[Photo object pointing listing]
--- begin ---

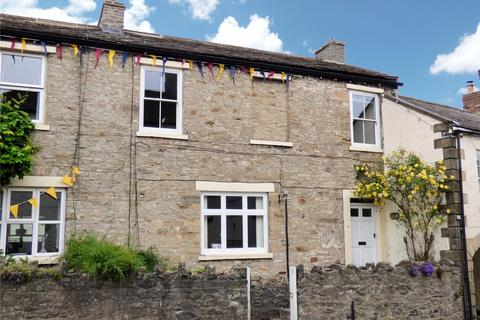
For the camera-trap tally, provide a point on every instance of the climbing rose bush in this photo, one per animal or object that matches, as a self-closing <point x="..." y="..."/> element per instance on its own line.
<point x="416" y="188"/>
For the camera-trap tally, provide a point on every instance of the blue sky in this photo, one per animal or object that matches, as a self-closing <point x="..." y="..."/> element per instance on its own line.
<point x="402" y="38"/>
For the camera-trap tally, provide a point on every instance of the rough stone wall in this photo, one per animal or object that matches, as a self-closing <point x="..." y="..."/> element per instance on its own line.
<point x="217" y="117"/>
<point x="382" y="292"/>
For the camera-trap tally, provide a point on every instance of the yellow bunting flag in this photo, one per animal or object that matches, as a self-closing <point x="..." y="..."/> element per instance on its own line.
<point x="111" y="54"/>
<point x="75" y="49"/>
<point x="221" y="67"/>
<point x="14" y="210"/>
<point x="51" y="192"/>
<point x="33" y="202"/>
<point x="67" y="180"/>
<point x="252" y="71"/>
<point x="76" y="170"/>
<point x="154" y="60"/>
<point x="24" y="44"/>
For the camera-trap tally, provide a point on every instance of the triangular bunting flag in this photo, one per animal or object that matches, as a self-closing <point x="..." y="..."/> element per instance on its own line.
<point x="14" y="210"/>
<point x="67" y="180"/>
<point x="33" y="202"/>
<point x="52" y="193"/>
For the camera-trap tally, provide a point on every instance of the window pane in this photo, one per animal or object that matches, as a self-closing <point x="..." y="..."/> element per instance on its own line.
<point x="212" y="202"/>
<point x="358" y="131"/>
<point x="213" y="232"/>
<point x="255" y="203"/>
<point x="255" y="232"/>
<point x="19" y="239"/>
<point x="31" y="103"/>
<point x="49" y="207"/>
<point x="151" y="114"/>
<point x="234" y="232"/>
<point x="357" y="104"/>
<point x="48" y="238"/>
<point x="169" y="115"/>
<point x="370" y="108"/>
<point x="152" y="84"/>
<point x="234" y="202"/>
<point x="369" y="132"/>
<point x="25" y="209"/>
<point x="170" y="91"/>
<point x="21" y="69"/>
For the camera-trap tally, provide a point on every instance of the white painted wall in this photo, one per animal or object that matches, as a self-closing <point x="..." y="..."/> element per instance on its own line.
<point x="405" y="128"/>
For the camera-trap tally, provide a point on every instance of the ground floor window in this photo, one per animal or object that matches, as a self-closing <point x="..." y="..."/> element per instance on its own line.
<point x="234" y="223"/>
<point x="39" y="226"/>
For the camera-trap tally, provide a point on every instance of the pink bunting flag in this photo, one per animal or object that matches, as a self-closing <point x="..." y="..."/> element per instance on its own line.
<point x="98" y="53"/>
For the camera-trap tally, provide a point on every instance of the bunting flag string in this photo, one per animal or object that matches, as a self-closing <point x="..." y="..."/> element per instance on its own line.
<point x="216" y="76"/>
<point x="221" y="67"/>
<point x="111" y="54"/>
<point x="59" y="51"/>
<point x="75" y="49"/>
<point x="24" y="44"/>
<point x="124" y="59"/>
<point x="98" y="54"/>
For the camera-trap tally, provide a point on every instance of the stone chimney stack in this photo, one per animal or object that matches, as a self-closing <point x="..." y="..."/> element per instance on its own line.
<point x="111" y="18"/>
<point x="471" y="100"/>
<point x="332" y="51"/>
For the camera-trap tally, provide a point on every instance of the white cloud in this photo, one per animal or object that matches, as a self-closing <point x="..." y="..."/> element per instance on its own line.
<point x="465" y="58"/>
<point x="136" y="16"/>
<point x="463" y="90"/>
<point x="77" y="11"/>
<point x="256" y="34"/>
<point x="200" y="9"/>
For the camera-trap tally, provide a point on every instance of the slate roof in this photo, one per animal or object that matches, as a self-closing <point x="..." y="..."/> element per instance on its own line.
<point x="461" y="118"/>
<point x="133" y="41"/>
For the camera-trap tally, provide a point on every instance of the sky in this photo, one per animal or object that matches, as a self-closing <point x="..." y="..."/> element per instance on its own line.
<point x="432" y="46"/>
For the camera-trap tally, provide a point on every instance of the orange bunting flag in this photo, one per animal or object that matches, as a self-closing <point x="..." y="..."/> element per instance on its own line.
<point x="24" y="44"/>
<point x="14" y="210"/>
<point x="75" y="49"/>
<point x="252" y="71"/>
<point x="52" y="193"/>
<point x="33" y="202"/>
<point x="154" y="60"/>
<point x="67" y="180"/>
<point x="221" y="67"/>
<point x="111" y="54"/>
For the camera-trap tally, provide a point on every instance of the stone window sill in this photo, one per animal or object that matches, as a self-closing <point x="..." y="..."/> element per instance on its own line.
<point x="42" y="127"/>
<point x="251" y="256"/>
<point x="148" y="134"/>
<point x="366" y="149"/>
<point x="272" y="143"/>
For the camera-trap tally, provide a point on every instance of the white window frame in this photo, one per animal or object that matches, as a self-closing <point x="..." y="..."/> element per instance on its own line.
<point x="377" y="144"/>
<point x="28" y="87"/>
<point x="34" y="220"/>
<point x="179" y="119"/>
<point x="223" y="213"/>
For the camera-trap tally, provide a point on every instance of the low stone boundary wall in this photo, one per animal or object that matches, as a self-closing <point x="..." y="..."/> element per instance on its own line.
<point x="381" y="292"/>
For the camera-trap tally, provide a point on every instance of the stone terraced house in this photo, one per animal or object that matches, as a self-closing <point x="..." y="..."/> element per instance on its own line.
<point x="197" y="149"/>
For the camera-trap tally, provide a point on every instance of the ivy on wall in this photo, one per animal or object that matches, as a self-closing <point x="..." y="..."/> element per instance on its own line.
<point x="16" y="147"/>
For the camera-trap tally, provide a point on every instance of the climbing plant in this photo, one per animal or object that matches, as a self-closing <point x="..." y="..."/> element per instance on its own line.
<point x="16" y="147"/>
<point x="416" y="188"/>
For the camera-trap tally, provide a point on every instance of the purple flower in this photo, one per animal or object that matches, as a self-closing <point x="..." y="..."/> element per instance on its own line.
<point x="415" y="271"/>
<point x="428" y="269"/>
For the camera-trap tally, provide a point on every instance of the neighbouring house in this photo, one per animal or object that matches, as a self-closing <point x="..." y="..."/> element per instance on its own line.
<point x="197" y="149"/>
<point x="410" y="123"/>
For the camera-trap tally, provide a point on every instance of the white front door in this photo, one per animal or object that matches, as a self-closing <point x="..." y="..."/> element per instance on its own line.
<point x="364" y="242"/>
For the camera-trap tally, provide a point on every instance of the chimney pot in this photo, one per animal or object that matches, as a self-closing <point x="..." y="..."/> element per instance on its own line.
<point x="333" y="51"/>
<point x="112" y="16"/>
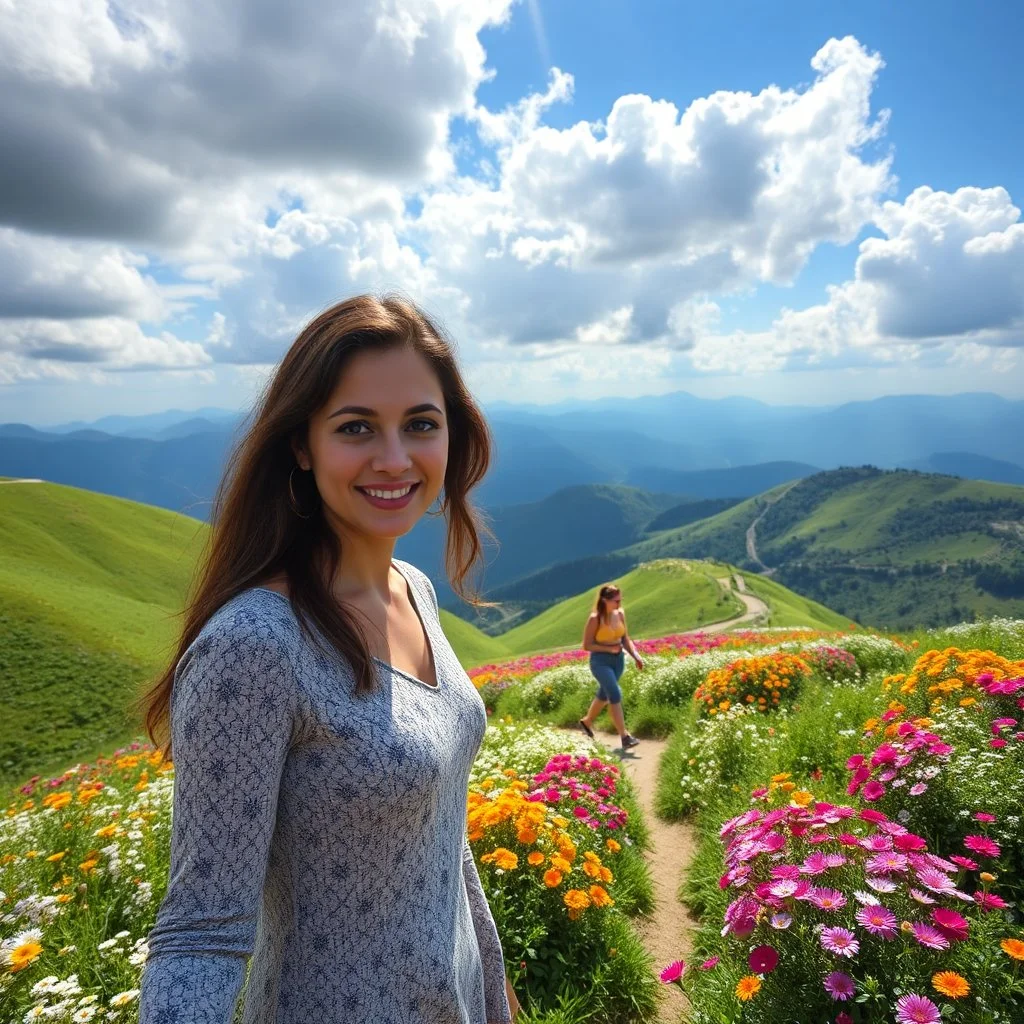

--- end ---

**DIRECTIONS FOR THIS TASK:**
Locate every line in the listing above that contains the word "white", and copy each of those lines.

**WRITTEN SOLUTION:**
For the camera-trap tally, provide a point on every instance of the white painted wall in this photo, one per animal or object that matches, as a self-closing <point x="..." y="..."/> element per instance on its own line.
For the camera-trap tally, provide a point on every instance of the white cloud in this photo, one per animal or object that matches, as a self-closing <point x="..." y="..."/> element per instance on its own line.
For the camera-trap tally, provide a point on every instance of the white window frame in this photo, one per animal or object that matches, as a self-closing <point x="..." y="..."/> element per instance on its own line.
For the camera-trap tally, provide a point on every instance of the white front door in this photo, one per animal or object that matches, as a self-closing <point x="..." y="..."/> element per instance on its own line.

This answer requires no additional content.